* [Data records]
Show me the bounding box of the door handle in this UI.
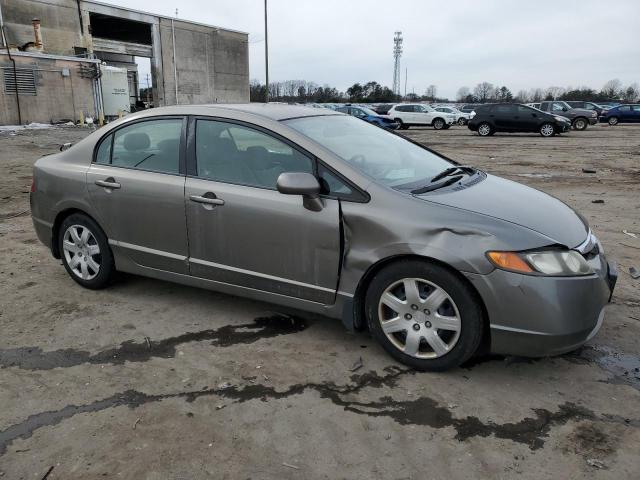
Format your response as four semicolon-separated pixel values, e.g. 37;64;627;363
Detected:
95;177;120;189
189;195;224;205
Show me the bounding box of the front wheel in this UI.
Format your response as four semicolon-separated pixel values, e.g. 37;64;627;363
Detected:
573;117;589;130
365;260;483;371
478;122;493;137
58;213;115;290
540;123;556;137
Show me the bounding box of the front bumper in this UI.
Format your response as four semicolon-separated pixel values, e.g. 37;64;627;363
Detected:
465;255;617;357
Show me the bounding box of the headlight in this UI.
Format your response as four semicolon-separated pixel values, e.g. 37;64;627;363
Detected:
487;250;594;277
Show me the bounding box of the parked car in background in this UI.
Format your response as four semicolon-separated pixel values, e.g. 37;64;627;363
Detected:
336;105;400;130
388;103;456;130
460;103;480;113
468;103;571;137
30;103;616;370
567;100;611;116
434;107;471;125
372;103;393;115
538;100;598;130
600;103;640;125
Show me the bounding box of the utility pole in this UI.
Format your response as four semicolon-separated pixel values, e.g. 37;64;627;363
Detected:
264;0;269;103
393;32;402;96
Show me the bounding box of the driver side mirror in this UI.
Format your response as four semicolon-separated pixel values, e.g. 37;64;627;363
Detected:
276;172;324;212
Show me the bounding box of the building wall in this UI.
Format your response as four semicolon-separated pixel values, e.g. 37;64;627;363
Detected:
0;0;249;124
0;52;95;125
0;0;86;55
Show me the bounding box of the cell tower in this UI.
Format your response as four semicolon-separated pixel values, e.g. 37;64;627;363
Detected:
393;32;402;95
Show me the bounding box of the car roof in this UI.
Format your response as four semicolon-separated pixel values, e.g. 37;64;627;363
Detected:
131;103;342;120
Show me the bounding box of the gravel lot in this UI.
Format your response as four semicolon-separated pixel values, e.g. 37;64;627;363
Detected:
0;125;640;480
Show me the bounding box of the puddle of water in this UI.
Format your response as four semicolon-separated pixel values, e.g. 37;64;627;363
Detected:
0;315;308;370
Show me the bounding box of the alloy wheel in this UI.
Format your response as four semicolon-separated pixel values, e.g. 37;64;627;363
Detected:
478;123;491;137
540;123;554;137
62;225;102;280
378;278;462;359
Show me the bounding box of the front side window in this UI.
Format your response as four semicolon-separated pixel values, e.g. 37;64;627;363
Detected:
195;117;314;190
285;115;451;188
96;119;182;174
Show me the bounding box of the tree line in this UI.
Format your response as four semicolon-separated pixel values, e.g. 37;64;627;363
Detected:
249;79;640;103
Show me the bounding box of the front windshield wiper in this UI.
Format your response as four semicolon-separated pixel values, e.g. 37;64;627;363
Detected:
411;175;462;195
431;165;476;183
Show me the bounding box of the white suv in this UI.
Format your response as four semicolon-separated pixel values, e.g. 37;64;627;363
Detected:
387;103;456;130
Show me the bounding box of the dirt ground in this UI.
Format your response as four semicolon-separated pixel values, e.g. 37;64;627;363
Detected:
0;125;640;480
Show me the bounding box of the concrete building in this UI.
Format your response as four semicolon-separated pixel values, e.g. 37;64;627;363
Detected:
0;0;249;125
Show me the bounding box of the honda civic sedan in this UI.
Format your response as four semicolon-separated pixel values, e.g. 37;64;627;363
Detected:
31;104;617;370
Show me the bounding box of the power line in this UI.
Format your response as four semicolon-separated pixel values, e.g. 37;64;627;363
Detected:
393;32;402;95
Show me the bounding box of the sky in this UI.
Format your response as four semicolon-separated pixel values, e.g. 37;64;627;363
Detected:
102;0;640;99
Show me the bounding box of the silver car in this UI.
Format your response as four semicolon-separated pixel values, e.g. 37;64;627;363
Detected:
31;104;617;370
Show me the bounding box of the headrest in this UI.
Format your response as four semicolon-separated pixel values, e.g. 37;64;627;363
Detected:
124;132;151;150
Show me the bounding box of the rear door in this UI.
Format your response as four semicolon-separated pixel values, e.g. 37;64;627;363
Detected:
185;117;341;304
87;116;188;273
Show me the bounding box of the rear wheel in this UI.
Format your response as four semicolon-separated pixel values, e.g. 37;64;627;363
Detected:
431;118;445;130
58;213;115;290
478;122;493;137
540;122;556;137
365;260;483;371
573;117;589;130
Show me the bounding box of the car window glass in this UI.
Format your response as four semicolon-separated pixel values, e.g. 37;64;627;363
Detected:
110;119;182;173
318;165;354;197
96;134;113;165
493;105;516;114
196;117;314;190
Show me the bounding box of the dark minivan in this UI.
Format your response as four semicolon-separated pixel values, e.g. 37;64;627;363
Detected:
468;103;571;137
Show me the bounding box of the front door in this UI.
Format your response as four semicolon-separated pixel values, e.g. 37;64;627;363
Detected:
87;117;189;273
185;118;340;304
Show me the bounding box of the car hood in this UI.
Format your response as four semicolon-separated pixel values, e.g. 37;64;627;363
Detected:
417;175;589;248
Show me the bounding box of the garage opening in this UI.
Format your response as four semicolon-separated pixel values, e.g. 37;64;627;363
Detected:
89;12;151;45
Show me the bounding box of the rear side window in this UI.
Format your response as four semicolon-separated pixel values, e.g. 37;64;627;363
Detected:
96;119;182;174
196;120;313;190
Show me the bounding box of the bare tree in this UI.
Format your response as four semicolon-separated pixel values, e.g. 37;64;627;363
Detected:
425;85;438;101
456;87;471;102
602;78;622;98
623;82;640;103
545;87;565;100
516;90;529;103
473;82;494;103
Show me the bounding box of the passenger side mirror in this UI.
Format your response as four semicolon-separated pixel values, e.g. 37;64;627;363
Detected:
276;172;323;212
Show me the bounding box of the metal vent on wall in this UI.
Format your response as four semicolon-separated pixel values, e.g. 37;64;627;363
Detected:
2;67;37;95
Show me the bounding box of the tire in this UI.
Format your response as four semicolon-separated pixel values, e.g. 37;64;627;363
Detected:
478;122;493;137
394;118;407;130
58;213;115;290
540;122;556;137
573;117;589;130
365;260;483;371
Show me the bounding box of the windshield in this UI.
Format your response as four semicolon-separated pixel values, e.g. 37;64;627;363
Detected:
284;115;452;188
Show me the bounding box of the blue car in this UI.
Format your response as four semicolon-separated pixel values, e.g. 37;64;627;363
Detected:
336;105;399;130
600;103;640;125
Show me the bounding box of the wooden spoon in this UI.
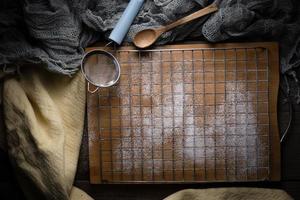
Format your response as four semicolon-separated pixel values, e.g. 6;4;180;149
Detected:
133;3;218;48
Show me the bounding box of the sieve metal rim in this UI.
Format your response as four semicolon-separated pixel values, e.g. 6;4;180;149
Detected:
81;49;121;88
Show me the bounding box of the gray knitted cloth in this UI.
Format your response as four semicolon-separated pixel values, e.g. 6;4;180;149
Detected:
0;0;300;79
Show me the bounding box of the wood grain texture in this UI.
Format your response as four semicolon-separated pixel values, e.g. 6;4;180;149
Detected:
88;43;280;183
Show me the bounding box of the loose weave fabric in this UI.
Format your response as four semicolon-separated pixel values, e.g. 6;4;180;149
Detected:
0;0;300;75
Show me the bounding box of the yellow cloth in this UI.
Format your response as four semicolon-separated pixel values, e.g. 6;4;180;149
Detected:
164;188;292;200
2;66;91;200
0;68;291;200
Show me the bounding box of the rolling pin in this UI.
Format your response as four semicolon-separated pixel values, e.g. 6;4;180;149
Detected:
109;0;144;45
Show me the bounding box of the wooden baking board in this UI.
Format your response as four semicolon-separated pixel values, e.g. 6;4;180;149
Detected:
87;43;280;184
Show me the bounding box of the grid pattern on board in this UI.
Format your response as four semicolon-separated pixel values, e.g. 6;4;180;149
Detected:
88;48;270;183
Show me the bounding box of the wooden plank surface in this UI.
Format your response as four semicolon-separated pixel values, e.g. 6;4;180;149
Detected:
88;43;280;183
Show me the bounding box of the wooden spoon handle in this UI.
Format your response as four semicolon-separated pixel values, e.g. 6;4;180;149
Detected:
159;3;218;33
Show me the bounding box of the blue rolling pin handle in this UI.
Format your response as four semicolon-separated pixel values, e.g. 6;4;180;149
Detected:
109;0;144;45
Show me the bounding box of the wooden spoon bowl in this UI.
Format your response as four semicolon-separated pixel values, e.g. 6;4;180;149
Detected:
133;3;218;49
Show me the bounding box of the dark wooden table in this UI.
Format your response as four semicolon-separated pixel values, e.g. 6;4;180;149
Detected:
0;78;300;200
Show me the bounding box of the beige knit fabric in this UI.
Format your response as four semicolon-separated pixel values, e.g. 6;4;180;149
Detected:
0;68;291;200
0;67;91;200
165;188;292;200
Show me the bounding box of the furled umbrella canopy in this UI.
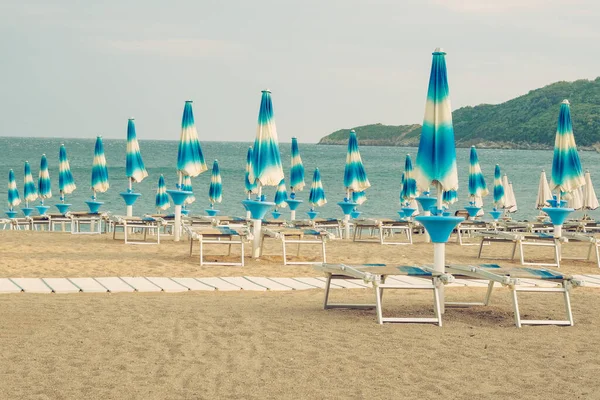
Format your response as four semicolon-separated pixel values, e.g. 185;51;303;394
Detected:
177;100;208;184
248;90;284;191
92;136;110;198
125;117;149;183
308;168;327;207
154;175;171;210
208;160;223;204
415;48;458;202
58;144;77;200
290;137;305;193
38;154;52;202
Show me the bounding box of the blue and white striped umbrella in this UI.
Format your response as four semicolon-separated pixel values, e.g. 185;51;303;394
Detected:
248;90;284;190
208;160;223;204
23;161;37;205
38;154;52;203
290;137;306;193
125;118;148;183
58;144;77;200
274;179;287;208
244;147;258;198
469;146;489;201
92;136;110;195
344;130;371;196
181;175;196;204
494;164;504;208
400;154;418;203
308;168;327;207
177;100;208;183
154;174;171;210
550;100;585;195
415;49;458;202
8;169;21;211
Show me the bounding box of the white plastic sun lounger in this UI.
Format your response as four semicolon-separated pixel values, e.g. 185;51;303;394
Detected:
315;264;454;326
260;227;333;265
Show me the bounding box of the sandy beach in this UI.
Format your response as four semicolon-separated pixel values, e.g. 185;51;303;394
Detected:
0;231;600;399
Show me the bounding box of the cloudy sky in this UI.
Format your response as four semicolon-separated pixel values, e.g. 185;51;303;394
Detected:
0;0;600;142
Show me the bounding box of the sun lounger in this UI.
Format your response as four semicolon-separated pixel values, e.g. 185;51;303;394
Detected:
352;218;413;245
315;264;454;326
111;215;162;244
260;227;333;265
445;264;583;328
184;226;251;267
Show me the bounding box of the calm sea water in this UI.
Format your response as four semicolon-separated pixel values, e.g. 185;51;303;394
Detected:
0;137;600;220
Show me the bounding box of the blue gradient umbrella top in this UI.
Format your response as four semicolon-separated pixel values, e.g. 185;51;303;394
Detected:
274;179;287;208
58;144;77;197
7;169;21;210
177;100;208;177
469;146;489;198
38;154;52;200
208;160;223;204
308;168;327;207
344;130;371;192
550;100;585;193
290;137;306;193
23;161;37;203
125;118;148;182
244;147;258;195
92;136;110;193
154;175;171;210
248;90;284;186
415;49;458;191
494;164;504;208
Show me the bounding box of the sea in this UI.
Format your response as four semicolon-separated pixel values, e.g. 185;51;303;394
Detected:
0;137;600;220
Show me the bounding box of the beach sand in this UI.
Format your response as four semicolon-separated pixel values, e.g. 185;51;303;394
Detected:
0;231;600;399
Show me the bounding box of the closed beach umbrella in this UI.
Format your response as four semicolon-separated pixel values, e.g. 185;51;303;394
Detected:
58;144;77;203
290;137;305;193
38;154;52;204
23;161;37;207
494;164;504;209
274;179;287;208
248;90;284;189
125;118;148;189
535;170;552;210
344;130;371;198
244;147;258;198
308;168;327;207
550;100;585;200
154;175;171;210
208;160;223;206
8;169;21;211
415;48;458;208
469;146;489;202
400;154;418;203
92;136;110;200
181;175;196;204
583;171;599;210
177;100;208;185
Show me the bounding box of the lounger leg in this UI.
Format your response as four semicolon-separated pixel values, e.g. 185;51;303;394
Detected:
510;287;521;328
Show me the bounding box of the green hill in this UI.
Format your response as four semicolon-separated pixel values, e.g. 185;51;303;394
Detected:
319;77;600;149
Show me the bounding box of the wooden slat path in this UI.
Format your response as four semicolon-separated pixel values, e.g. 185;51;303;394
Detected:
120;276;162;292
67;278;108;293
146;277;189;293
244;276;294;291
221;276;267;292
94;277;135;293
196;278;242;291
0;278;23;293
11;278;52;293
42;278;81;293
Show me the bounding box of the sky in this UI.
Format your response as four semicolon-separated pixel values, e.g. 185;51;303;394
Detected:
0;0;600;143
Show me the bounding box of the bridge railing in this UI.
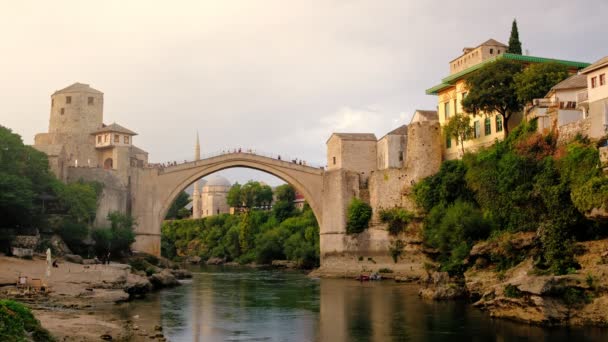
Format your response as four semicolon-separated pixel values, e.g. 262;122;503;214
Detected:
148;148;324;169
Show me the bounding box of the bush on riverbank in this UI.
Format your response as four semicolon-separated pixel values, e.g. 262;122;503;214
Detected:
0;300;55;342
414;123;608;274
161;199;319;268
346;197;372;234
0;126;102;254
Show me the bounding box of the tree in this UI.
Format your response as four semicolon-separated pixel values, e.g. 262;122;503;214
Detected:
443;114;473;155
91;211;137;259
507;19;521;55
515;62;569;105
165;191;190;220
256;184;273;208
0;126;57;228
462;59;523;136
346;197;372;234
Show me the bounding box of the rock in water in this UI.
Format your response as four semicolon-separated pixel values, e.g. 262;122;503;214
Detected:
148;269;179;289
63;254;83;264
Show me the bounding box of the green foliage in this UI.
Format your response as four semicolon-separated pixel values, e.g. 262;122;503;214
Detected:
414;160;474;212
388;240;405;263
515;62;570;104
165;191;190;220
0;299;55;342
0;126;56;228
346;198;372;234
414;123;608;274
462;59;523;135
379;208;414;235
443;114;475;155
506;19;521;55
554;287;591;307
161;207;319;268
424;201;492;274
91;212;136;258
505;284;523;298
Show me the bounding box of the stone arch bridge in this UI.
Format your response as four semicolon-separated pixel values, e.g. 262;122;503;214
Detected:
129;153;325;255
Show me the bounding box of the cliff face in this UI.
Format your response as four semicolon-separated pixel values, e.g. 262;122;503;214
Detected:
465;233;608;326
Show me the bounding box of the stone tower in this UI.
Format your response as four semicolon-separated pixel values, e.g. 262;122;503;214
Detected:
192;132;201;219
35;83;103;166
405;120;442;181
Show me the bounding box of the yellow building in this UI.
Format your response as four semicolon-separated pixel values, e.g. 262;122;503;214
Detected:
426;39;589;159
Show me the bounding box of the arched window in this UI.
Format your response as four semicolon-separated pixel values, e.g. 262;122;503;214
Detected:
103;158;114;170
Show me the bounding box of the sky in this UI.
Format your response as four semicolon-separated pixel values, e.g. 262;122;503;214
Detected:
0;0;608;184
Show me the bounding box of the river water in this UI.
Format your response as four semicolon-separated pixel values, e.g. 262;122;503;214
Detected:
124;266;608;342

* [What is required] Reproduce the items from the line that contains "Show me the bounding box of the utility" through the line that contains "276;172;324;212", renaming every "Detected" to "Located" and leaving all else as it is.

* [Exercise response]
Show me the bounding box of the utility pole in this UI.
Format your response as four semicolon-separated pixel values, e.g. 37;64;627;363
Located:
264;0;269;103
393;32;402;96
Show me the bounding box of the driver side mirror in this UI.
Format your response as four semicolon-separated pixel values, e.g. 37;64;627;363
Located:
276;172;324;212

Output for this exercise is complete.